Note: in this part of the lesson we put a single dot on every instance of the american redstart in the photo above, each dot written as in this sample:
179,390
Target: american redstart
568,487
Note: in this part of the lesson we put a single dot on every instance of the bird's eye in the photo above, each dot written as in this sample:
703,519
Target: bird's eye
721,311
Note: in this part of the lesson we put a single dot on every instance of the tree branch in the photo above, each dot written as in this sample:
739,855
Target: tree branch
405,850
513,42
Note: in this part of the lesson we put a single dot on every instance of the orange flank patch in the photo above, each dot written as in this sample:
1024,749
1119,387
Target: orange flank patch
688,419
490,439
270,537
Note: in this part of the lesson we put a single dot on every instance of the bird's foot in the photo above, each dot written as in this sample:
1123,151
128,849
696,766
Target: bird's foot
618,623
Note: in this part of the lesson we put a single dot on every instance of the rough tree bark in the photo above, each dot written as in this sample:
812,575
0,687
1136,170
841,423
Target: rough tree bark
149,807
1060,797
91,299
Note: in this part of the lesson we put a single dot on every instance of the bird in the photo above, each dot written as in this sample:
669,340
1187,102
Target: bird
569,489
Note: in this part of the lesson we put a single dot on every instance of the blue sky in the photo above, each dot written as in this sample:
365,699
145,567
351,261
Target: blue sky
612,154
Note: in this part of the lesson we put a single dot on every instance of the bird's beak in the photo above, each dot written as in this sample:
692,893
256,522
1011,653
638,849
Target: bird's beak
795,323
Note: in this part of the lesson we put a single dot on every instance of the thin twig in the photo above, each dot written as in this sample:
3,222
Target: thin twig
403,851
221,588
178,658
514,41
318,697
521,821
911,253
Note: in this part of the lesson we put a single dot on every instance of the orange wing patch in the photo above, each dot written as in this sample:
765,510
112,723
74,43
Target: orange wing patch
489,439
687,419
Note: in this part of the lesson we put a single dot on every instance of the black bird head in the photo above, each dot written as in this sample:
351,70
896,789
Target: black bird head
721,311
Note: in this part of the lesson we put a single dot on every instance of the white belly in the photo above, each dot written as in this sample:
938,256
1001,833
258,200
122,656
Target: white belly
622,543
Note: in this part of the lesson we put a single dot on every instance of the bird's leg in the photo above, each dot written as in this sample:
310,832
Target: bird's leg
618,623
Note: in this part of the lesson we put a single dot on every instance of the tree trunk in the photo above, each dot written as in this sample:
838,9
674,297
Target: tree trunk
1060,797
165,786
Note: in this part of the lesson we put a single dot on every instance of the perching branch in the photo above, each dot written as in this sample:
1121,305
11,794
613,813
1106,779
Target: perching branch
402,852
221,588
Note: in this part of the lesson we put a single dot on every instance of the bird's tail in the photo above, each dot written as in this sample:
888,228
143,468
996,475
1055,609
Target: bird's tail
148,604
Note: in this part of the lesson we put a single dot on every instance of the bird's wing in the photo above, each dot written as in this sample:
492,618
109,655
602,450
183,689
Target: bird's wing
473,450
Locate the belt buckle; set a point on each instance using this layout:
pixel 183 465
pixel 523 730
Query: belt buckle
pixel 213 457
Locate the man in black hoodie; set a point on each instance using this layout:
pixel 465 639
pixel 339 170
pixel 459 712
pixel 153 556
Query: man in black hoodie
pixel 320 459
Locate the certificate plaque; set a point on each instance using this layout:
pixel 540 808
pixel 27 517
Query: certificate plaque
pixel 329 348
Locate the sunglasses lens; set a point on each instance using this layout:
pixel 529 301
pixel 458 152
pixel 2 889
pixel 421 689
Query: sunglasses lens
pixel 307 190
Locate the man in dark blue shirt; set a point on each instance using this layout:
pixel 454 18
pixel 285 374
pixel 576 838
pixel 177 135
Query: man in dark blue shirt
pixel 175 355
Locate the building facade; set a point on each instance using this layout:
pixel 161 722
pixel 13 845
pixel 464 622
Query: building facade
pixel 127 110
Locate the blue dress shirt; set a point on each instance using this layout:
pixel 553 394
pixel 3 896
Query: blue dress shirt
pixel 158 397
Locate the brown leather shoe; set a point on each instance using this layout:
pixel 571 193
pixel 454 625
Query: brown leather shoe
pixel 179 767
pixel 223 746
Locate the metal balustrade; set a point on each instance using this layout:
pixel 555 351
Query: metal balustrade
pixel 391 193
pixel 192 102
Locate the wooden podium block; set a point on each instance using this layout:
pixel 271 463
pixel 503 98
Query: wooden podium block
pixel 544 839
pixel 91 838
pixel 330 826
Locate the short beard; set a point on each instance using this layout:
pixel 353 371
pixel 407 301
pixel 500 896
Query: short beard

> _TASK GOAL_: Copy all of the records above word for word, keeping every line in its original order.

> _WORKED ANSWER_:
Note: in this part of the lesson we put a single dot on every instance of the american redstart in the photo above, each dot written as in this sample:
179,390
Target: american redstart
568,487
Note: in this part of the lesson we put a single dot on every instance of the bird's eye in the photo above, each dot written as in this sample:
703,519
Target: bird's eye
721,311
Note: in this part of the lesson we put a single dot on every instance of the tree branch in the photo above, each dot written as in this sample:
739,855
Target: tree branch
405,850
513,42
Note: in this part of the lesson we put a single dot on every instance of the orange flank patch in the photo above, each dot written as in this sample:
1024,749
1119,387
Target: orange flank patch
688,419
490,439
270,537
Note: in this part of the lesson we put a single dot on every instance of the bird's foot in the photo above, each dot written as in this sample:
1123,151
128,849
696,766
Target: bird's foot
618,623
Note: in this part of the lesson we put a single dot on every instance of the rough tree bark in the photo above, each dot written as in this sample:
812,575
0,687
1136,170
841,423
Target: rough tree bark
149,807
1060,797
91,299
Note: in this part of the lesson we put a single dot on every instance of the bird in the photo above, each dot written as in this sample:
669,340
1187,102
Target: bird
569,489
Note: in this part of the lesson we put a single dot on every instance of the blue sky in the photo above, each dot written as in this sample:
365,699
145,567
351,261
Target: blue sky
612,154
Note: in this part of the lesson we put a single dot on every instance of the bird's beak in the photo above, each dot written as in this sample:
692,893
256,522
1011,653
638,849
Target: bird's beak
795,323
Note: in this part of the lesson we put a single dot on every instance of the thin twig in the photo above, each dot written as in this sample:
3,222
Target: thin twig
403,851
221,588
178,658
514,41
318,697
521,821
911,253
Note: in this part of the lesson we put a single dot on every instance of the orange wing patch in the photo above, each dot written as in this sample:
765,510
112,723
74,43
Target: orange wing patch
489,439
687,419
Note: in this part of the lesson we put a single dot on every instance of the black bird head in the photo above, each dot written as in this sample:
351,70
896,789
Target: black bird head
721,311
Note: in this part of the lesson we put a single dot on every instance of the white belly in the photo above, each dot written as in this sample:
938,256
1001,833
258,200
122,656
Target: white belly
622,543
Note: in this part of the lesson we put a single dot on every instance of the bird's leg in the photo above, each dot written as in this sample:
310,832
Target: bird's leg
618,623
Note: in this part of the lesson we put a single dot on every instance of the tree trunk in the photo above, each dot written as in this sample:
838,9
674,297
Target: tree trunk
1060,797
165,786
Note: in this part of the lesson we put a single dot on every instance of the perching branch in the photo above, each dot written as in this sample:
1121,305
11,794
613,813
1106,779
Target: perching branch
402,852
221,588
Note: in this part of the lesson we put a single dot on every instance of the bird's tail in the photo above, each dot written as in this sample:
888,228
143,468
996,475
1055,609
Target: bird's tail
148,604
Note: in this part of the lesson we put a single dot on every instance of the bird's wing in the photo above, each dot written as in this sample:
492,618
109,655
602,450
183,689
Target: bird's wing
473,450
Locate the belt buckle; set a point on each instance using this layout:
pixel 183 465
pixel 523 730
Query: belt buckle
pixel 213 457
Locate the man in black hoodie; set a point on each instance using this layout:
pixel 465 639
pixel 339 170
pixel 459 712
pixel 153 556
Query: man in black hoodie
pixel 320 459
Locate the certificate plaque; set a point on each instance using this layout:
pixel 540 808
pixel 27 517
Query: certificate plaque
pixel 329 348
Locate the sunglasses lens; set a point on each instance using this layout:
pixel 529 301
pixel 458 152
pixel 2 889
pixel 421 689
Query: sunglasses lens
pixel 307 190
Locate the man in dark blue shirt; set a point on each instance using this layout:
pixel 454 18
pixel 285 374
pixel 576 838
pixel 177 135
Query: man in dark blue shirt
pixel 175 355
Locate the building facade; set a point on each instance using this layout:
pixel 161 722
pixel 13 845
pixel 464 622
Query: building facade
pixel 127 110
Locate the blue dress shirt; set a point on each instance using this layout:
pixel 553 394
pixel 3 896
Query: blue dress shirt
pixel 158 397
Locate the brown leather shoe; set a point on each instance using this layout:
pixel 571 193
pixel 454 625
Query: brown leather shoe
pixel 179 767
pixel 223 746
Locate the metal balustrade; set a point on each instance using this layout:
pixel 555 351
Query: metal balustrade
pixel 391 193
pixel 192 102
Locate the wooden podium block; set a point on each instance using this layout:
pixel 271 463
pixel 503 98
Query: wooden podium block
pixel 544 839
pixel 91 838
pixel 330 826
Locate the short beard; set a point on each instance using this layout:
pixel 353 371
pixel 407 301
pixel 500 896
Query: short beard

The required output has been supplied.